══ Data shown ══

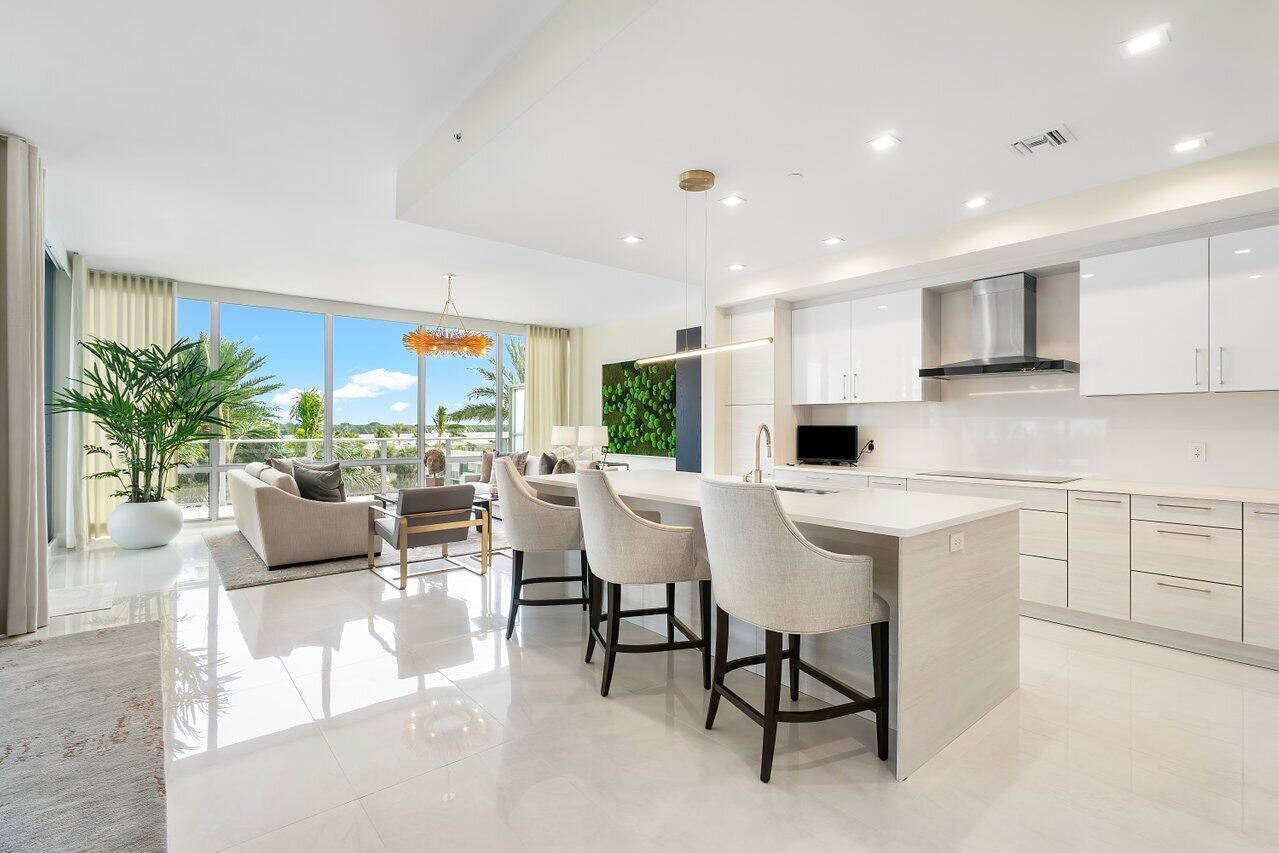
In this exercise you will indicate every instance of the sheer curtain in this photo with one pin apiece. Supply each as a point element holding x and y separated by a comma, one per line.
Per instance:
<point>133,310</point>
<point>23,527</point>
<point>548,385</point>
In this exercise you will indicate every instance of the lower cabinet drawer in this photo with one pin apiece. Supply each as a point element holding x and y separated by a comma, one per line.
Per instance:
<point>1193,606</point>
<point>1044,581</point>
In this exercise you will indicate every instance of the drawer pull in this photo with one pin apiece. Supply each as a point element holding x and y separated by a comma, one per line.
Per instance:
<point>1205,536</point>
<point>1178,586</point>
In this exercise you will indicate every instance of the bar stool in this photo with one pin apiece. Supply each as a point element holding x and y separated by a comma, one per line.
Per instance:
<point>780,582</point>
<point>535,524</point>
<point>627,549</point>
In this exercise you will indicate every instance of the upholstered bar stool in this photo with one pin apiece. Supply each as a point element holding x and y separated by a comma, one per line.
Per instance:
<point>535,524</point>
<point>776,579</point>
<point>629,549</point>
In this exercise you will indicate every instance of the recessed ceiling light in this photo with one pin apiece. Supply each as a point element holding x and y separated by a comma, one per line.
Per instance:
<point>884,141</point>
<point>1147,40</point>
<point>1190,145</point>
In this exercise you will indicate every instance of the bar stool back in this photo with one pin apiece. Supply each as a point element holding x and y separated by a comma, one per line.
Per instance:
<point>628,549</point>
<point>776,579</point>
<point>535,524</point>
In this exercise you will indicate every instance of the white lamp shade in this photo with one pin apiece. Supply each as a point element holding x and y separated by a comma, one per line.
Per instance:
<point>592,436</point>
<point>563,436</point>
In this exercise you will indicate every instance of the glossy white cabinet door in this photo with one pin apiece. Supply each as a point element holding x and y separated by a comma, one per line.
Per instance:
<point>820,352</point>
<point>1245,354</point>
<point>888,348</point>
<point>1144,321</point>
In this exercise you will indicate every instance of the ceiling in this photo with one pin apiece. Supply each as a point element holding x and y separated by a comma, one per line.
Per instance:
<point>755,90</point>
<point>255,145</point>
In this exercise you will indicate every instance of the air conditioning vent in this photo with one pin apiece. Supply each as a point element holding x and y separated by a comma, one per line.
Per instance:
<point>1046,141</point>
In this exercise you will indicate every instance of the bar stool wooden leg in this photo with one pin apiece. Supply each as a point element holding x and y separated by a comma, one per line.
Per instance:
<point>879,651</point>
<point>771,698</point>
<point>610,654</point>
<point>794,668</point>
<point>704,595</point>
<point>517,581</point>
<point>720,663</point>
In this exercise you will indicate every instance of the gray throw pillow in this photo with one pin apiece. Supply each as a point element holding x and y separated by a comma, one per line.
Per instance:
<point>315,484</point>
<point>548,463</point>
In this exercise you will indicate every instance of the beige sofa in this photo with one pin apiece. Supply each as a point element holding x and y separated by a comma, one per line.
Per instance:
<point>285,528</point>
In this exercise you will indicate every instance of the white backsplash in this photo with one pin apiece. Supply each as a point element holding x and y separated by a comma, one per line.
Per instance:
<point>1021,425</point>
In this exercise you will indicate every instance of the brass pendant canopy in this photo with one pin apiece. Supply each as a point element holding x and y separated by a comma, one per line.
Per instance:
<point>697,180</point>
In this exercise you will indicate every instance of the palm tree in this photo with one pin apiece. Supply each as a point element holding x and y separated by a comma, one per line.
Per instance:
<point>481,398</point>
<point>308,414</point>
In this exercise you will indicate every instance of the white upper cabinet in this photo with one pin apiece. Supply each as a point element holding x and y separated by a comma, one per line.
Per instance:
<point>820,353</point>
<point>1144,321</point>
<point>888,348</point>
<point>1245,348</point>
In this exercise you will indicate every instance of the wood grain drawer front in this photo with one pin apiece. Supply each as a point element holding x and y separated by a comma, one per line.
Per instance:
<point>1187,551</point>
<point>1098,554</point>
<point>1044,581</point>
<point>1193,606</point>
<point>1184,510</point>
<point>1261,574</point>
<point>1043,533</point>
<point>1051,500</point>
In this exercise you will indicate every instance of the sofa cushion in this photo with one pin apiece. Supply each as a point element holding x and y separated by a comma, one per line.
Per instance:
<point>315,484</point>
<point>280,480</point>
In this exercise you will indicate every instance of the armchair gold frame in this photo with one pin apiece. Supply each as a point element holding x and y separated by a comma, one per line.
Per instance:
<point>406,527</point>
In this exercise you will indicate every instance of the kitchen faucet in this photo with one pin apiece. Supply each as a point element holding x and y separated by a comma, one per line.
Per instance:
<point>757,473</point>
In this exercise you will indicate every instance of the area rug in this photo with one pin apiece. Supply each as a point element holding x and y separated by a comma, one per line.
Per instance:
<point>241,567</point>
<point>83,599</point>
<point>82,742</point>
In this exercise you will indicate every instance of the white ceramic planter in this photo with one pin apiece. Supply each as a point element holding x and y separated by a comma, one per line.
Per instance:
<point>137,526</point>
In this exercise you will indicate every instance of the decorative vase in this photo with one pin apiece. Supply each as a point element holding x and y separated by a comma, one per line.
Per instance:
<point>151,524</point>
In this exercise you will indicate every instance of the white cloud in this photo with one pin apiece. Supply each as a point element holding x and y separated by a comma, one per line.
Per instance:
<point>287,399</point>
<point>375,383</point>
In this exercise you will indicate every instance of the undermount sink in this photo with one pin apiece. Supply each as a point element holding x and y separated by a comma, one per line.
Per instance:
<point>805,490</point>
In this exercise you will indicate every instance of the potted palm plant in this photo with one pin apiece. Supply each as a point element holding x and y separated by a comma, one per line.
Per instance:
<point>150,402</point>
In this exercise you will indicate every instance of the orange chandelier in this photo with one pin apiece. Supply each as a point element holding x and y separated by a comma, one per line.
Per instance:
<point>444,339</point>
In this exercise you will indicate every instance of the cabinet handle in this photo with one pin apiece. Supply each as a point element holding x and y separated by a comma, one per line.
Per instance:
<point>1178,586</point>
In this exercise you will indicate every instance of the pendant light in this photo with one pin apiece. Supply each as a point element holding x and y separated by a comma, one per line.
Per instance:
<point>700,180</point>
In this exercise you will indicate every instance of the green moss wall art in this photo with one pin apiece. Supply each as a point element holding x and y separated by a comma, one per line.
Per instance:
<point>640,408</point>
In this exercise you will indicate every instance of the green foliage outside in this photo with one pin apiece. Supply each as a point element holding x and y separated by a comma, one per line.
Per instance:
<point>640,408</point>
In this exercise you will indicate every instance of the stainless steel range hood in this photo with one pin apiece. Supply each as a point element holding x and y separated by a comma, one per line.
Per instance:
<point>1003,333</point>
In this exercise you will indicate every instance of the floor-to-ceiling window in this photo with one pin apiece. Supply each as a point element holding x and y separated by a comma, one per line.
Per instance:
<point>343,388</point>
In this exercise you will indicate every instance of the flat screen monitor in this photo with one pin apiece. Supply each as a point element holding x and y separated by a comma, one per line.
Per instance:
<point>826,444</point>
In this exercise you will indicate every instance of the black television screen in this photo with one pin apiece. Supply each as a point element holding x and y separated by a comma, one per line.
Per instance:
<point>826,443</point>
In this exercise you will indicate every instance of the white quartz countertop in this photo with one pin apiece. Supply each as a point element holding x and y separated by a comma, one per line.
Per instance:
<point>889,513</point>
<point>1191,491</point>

═══

• [Exercise description]: Can you reproduce the part of the records that opens with the line containing "In this exercise you will indicate every instance of the sofa" and closes with the line containing "<point>406,527</point>", both lines included, leaving the requests unchanged but multiplying every point coordinate in the answers by 2.5? Round each result to a whole number, with halves rounded up.

• [Full answer]:
In this exercise you will indicate every instance of the sofa cushion in this photo with one pin apiece. Supply each as a point element holding x and y separated by a comma, one per line.
Per instance:
<point>788,1210</point>
<point>700,1200</point>
In this exercise you will indicate every instance of the armchair gold frame in this photo with one pin apiece. Supply each as a point element holding x and y separated by a comma, one per line.
Per instance:
<point>1015,1318</point>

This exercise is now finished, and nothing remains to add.